Items from a dataset:
-=-=-=-=-

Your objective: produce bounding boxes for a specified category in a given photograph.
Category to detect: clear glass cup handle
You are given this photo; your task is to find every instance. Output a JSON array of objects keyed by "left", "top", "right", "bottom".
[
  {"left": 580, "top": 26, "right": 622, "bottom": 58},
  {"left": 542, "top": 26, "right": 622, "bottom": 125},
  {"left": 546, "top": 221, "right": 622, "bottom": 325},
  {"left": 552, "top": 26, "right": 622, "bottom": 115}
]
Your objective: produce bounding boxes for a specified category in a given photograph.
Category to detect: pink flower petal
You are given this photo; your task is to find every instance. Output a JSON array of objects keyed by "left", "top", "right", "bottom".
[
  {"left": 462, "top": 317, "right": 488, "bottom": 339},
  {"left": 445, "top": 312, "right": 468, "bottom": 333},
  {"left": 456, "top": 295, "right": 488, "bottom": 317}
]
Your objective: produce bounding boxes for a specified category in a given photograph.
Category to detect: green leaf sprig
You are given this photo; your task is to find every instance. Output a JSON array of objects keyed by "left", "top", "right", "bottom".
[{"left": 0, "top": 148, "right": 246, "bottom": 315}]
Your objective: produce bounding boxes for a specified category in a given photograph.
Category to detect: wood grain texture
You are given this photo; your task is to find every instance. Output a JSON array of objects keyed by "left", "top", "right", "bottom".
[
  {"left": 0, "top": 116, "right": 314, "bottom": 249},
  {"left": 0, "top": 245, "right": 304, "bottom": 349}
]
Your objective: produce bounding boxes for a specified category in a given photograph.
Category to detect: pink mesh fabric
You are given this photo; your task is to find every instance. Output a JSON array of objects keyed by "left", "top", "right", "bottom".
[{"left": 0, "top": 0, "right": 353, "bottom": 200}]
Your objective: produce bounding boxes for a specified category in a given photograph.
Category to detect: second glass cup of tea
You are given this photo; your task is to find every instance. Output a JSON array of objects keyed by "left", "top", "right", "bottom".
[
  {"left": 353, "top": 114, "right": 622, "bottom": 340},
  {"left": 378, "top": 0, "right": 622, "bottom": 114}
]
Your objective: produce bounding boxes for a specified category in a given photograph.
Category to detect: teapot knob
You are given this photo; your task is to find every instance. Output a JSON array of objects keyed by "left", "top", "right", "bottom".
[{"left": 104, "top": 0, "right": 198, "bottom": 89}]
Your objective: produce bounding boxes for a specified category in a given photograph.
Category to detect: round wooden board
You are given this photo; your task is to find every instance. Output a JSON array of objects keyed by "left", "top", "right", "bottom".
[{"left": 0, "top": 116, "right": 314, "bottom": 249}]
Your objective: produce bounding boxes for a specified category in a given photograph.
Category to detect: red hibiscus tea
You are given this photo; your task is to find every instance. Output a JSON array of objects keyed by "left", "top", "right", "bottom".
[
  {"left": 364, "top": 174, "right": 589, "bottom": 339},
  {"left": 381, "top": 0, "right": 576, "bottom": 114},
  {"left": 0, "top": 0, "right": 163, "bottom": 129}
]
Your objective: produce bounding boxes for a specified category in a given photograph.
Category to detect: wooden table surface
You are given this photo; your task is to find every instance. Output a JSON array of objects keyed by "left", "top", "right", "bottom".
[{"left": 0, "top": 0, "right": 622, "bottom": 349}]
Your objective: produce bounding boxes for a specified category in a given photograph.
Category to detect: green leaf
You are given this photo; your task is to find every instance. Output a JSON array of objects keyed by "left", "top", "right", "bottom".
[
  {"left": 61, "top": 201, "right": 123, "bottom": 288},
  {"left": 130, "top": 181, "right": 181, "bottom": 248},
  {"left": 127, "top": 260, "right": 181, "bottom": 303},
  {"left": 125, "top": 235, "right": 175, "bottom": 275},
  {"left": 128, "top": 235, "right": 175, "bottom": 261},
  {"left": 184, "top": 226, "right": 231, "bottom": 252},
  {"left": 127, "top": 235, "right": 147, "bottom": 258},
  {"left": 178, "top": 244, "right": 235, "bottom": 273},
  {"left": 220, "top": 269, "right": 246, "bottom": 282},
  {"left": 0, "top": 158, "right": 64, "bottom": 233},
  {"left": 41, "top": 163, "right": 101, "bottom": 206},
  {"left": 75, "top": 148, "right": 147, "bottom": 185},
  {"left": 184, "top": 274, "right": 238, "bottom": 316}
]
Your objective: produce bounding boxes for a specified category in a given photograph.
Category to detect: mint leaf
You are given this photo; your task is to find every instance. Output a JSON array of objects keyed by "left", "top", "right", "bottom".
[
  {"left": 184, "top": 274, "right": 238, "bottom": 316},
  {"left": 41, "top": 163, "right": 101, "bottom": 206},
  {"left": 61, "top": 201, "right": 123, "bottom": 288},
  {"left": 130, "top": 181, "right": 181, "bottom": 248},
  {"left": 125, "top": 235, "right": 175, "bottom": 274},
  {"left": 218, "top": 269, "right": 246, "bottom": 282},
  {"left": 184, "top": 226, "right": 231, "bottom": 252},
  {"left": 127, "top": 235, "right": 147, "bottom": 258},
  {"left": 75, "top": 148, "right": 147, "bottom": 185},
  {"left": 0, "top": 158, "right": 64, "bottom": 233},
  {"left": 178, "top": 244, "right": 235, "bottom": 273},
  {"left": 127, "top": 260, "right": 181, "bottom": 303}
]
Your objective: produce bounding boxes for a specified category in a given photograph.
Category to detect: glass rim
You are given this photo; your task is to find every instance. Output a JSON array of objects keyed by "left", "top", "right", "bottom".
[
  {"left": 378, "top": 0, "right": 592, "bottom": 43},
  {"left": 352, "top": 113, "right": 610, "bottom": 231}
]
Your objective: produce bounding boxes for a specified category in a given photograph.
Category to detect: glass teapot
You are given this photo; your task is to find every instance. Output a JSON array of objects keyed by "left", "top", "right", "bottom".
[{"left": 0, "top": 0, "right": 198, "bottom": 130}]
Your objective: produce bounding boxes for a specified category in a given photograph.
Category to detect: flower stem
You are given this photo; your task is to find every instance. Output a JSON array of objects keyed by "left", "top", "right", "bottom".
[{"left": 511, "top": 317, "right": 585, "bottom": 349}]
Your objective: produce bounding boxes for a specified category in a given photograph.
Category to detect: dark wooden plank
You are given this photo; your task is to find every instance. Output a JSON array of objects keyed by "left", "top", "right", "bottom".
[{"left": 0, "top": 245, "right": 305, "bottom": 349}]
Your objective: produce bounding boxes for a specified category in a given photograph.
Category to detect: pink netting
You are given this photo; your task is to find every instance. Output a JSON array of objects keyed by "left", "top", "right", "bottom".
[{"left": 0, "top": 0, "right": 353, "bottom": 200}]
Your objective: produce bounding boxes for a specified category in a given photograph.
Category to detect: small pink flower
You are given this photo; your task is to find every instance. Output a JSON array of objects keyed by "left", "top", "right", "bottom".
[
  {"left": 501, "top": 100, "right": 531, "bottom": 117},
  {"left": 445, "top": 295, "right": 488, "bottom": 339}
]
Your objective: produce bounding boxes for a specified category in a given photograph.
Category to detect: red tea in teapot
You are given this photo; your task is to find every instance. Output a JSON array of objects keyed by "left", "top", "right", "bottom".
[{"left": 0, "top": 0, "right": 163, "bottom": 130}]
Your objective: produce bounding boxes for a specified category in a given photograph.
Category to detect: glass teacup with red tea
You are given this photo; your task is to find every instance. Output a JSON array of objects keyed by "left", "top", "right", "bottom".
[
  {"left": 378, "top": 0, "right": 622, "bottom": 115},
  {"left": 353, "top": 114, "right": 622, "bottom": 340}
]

-=-=-=-=-

**Set task**
Select every line in the rows above that contains the word "glass", treating case as significant.

**Solution**
Category to detect: clear glass cup handle
Category to detect: second glass cup of tea
Category to detect: glass rim
Category to detect: glass teapot
Category to detect: glass teacup with red tea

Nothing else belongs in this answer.